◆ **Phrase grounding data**

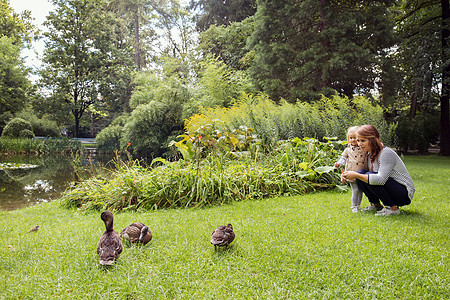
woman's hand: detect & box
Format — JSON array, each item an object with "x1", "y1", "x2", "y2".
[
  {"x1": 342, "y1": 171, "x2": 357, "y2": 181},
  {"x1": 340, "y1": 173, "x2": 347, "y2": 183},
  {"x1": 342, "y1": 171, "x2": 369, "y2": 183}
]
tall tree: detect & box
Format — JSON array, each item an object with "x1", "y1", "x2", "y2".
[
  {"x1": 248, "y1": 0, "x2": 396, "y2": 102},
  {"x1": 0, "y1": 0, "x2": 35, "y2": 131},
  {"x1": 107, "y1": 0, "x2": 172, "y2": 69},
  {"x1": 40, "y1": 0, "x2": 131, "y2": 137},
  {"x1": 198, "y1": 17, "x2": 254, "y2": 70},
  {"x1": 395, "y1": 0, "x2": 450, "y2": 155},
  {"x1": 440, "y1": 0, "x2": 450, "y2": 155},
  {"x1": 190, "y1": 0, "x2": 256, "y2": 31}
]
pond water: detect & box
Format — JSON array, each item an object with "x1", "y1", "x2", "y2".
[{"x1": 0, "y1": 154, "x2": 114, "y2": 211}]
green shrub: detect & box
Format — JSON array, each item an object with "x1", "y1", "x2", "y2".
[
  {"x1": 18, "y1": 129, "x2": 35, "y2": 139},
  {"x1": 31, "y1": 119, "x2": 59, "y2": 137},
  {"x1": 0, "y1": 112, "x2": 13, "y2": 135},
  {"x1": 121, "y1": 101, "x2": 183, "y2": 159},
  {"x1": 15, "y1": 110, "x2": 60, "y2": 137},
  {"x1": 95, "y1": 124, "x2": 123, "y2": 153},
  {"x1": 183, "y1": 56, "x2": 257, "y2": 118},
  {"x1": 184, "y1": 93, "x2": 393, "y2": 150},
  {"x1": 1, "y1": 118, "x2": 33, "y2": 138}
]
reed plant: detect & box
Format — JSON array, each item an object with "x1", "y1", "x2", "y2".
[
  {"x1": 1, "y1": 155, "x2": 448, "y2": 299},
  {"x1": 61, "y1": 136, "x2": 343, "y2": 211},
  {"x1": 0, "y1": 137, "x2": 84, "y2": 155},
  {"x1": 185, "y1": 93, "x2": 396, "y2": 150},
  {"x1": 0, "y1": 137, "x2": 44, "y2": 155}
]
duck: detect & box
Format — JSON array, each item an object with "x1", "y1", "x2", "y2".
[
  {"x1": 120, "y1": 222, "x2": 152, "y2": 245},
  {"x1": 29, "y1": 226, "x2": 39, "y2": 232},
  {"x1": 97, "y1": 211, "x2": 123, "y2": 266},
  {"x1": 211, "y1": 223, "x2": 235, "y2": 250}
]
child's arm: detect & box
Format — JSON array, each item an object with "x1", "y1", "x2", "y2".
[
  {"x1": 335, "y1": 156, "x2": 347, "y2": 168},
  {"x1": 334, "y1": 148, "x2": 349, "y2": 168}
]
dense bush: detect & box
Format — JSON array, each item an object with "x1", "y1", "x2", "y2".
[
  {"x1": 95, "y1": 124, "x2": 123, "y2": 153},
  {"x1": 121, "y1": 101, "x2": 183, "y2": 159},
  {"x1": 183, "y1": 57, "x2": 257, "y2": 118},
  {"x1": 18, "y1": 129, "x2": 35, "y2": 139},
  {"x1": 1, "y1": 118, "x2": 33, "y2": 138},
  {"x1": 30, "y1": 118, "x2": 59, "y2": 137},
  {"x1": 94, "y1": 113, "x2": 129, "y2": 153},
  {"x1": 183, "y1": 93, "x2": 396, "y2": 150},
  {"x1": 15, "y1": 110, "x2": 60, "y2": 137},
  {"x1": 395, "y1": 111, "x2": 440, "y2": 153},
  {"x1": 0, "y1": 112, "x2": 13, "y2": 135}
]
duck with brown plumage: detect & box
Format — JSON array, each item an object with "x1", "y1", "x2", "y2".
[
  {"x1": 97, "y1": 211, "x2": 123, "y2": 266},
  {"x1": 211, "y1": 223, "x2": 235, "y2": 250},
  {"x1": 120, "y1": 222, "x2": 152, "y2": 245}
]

◆ **Task**
Write the data above out again exactly, minus its pictures.

◆ **Response**
woman's hand: detect & box
Format — JSON array, each item an object with "x1", "y1", "x2", "y2".
[
  {"x1": 342, "y1": 171, "x2": 357, "y2": 181},
  {"x1": 340, "y1": 173, "x2": 347, "y2": 183},
  {"x1": 342, "y1": 171, "x2": 369, "y2": 183}
]
tall tree: detect & box
Format — JSON array, each item an object with "x1", "y1", "x2", "y2".
[
  {"x1": 248, "y1": 0, "x2": 396, "y2": 102},
  {"x1": 0, "y1": 0, "x2": 35, "y2": 131},
  {"x1": 107, "y1": 0, "x2": 172, "y2": 69},
  {"x1": 40, "y1": 0, "x2": 131, "y2": 137},
  {"x1": 198, "y1": 17, "x2": 254, "y2": 70},
  {"x1": 395, "y1": 0, "x2": 450, "y2": 155},
  {"x1": 440, "y1": 0, "x2": 450, "y2": 155},
  {"x1": 190, "y1": 0, "x2": 256, "y2": 31}
]
pond water: detect & box
Format — JSON array, each item an object with "x1", "y1", "x2", "y2".
[{"x1": 0, "y1": 154, "x2": 114, "y2": 211}]
green shrub: detect & box
Format — JSON array, each item an object with "x1", "y1", "x2", "y2".
[
  {"x1": 18, "y1": 129, "x2": 35, "y2": 139},
  {"x1": 31, "y1": 119, "x2": 59, "y2": 137},
  {"x1": 0, "y1": 112, "x2": 13, "y2": 135},
  {"x1": 121, "y1": 101, "x2": 183, "y2": 159},
  {"x1": 15, "y1": 110, "x2": 60, "y2": 137},
  {"x1": 95, "y1": 124, "x2": 123, "y2": 153},
  {"x1": 183, "y1": 56, "x2": 257, "y2": 118},
  {"x1": 184, "y1": 93, "x2": 393, "y2": 150},
  {"x1": 1, "y1": 118, "x2": 33, "y2": 138}
]
reed plant: detect & box
Format — JSON array, each item an object with "x1", "y1", "x2", "y2".
[
  {"x1": 1, "y1": 155, "x2": 448, "y2": 299},
  {"x1": 61, "y1": 136, "x2": 343, "y2": 211},
  {"x1": 0, "y1": 137, "x2": 84, "y2": 155},
  {"x1": 185, "y1": 93, "x2": 396, "y2": 150},
  {"x1": 0, "y1": 137, "x2": 44, "y2": 155}
]
duck: detect & box
Format — JSON array, each item an object with "x1", "y1", "x2", "y2".
[
  {"x1": 120, "y1": 222, "x2": 152, "y2": 245},
  {"x1": 29, "y1": 226, "x2": 39, "y2": 232},
  {"x1": 97, "y1": 211, "x2": 123, "y2": 266},
  {"x1": 211, "y1": 223, "x2": 235, "y2": 250}
]
child's arm: detect & box
Format — JSON array, each item an object with "x1", "y1", "x2", "y2".
[
  {"x1": 335, "y1": 156, "x2": 347, "y2": 168},
  {"x1": 334, "y1": 148, "x2": 349, "y2": 168}
]
dense bush: detect & box
Format — JSON array, each item an object with "x1", "y1", "x2", "y2".
[
  {"x1": 95, "y1": 124, "x2": 123, "y2": 153},
  {"x1": 121, "y1": 101, "x2": 183, "y2": 159},
  {"x1": 183, "y1": 57, "x2": 257, "y2": 118},
  {"x1": 18, "y1": 129, "x2": 35, "y2": 139},
  {"x1": 1, "y1": 118, "x2": 33, "y2": 138},
  {"x1": 30, "y1": 118, "x2": 59, "y2": 137},
  {"x1": 94, "y1": 113, "x2": 129, "y2": 153},
  {"x1": 183, "y1": 93, "x2": 396, "y2": 150},
  {"x1": 15, "y1": 110, "x2": 60, "y2": 137},
  {"x1": 395, "y1": 111, "x2": 440, "y2": 153},
  {"x1": 0, "y1": 112, "x2": 13, "y2": 135}
]
duck with brown plumage: detect & box
Format — JSON array, each item an object with "x1", "y1", "x2", "y2".
[
  {"x1": 97, "y1": 211, "x2": 123, "y2": 266},
  {"x1": 211, "y1": 223, "x2": 235, "y2": 250},
  {"x1": 120, "y1": 222, "x2": 152, "y2": 245}
]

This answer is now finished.